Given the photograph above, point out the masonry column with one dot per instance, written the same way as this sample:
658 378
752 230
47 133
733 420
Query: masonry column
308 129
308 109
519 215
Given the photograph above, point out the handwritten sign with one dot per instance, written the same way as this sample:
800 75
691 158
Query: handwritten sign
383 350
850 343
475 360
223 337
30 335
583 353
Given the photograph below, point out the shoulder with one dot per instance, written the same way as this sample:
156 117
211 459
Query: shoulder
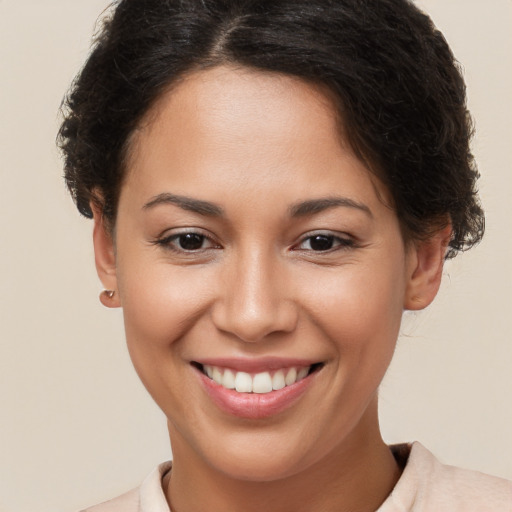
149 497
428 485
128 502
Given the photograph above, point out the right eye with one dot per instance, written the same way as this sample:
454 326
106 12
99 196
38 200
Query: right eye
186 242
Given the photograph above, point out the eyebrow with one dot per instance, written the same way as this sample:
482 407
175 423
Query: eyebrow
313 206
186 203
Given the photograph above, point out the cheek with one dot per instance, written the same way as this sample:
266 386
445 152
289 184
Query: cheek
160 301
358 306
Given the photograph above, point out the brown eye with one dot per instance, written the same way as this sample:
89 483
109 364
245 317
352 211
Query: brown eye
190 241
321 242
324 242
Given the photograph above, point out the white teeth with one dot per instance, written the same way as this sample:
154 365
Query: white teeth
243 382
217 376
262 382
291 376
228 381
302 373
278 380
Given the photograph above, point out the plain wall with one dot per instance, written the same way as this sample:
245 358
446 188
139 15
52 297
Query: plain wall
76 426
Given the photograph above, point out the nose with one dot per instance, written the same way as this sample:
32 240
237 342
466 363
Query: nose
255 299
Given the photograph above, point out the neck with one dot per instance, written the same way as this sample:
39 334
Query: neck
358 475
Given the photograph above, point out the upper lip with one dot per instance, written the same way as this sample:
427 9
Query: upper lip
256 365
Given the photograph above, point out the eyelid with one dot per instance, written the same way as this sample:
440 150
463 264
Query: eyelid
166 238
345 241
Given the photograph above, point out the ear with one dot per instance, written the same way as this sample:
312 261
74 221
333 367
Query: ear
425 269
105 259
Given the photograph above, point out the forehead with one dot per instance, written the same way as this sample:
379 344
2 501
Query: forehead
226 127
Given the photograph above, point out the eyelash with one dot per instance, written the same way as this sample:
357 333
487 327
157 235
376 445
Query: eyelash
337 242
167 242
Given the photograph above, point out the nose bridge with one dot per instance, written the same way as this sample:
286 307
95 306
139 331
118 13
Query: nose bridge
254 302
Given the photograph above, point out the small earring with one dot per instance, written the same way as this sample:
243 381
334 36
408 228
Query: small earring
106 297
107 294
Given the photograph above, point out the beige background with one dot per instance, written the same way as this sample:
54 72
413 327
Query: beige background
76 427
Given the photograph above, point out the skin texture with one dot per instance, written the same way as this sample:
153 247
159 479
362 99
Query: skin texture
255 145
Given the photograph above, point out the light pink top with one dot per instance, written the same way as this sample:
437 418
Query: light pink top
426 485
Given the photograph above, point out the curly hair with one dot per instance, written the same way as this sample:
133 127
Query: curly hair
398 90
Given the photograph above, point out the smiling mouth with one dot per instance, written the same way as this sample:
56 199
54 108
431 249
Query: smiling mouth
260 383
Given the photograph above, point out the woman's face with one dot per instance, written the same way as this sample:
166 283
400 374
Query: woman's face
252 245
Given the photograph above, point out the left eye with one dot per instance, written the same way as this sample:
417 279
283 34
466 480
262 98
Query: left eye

++++++++++

◆ **EXERCISE**:
Go through the records above and copy each line where "left" is found.

◆ **RESPONSE AREA**:
Given the photograph above, point out the left eye with one dot per instance, written the same way as this sample:
Query: left eye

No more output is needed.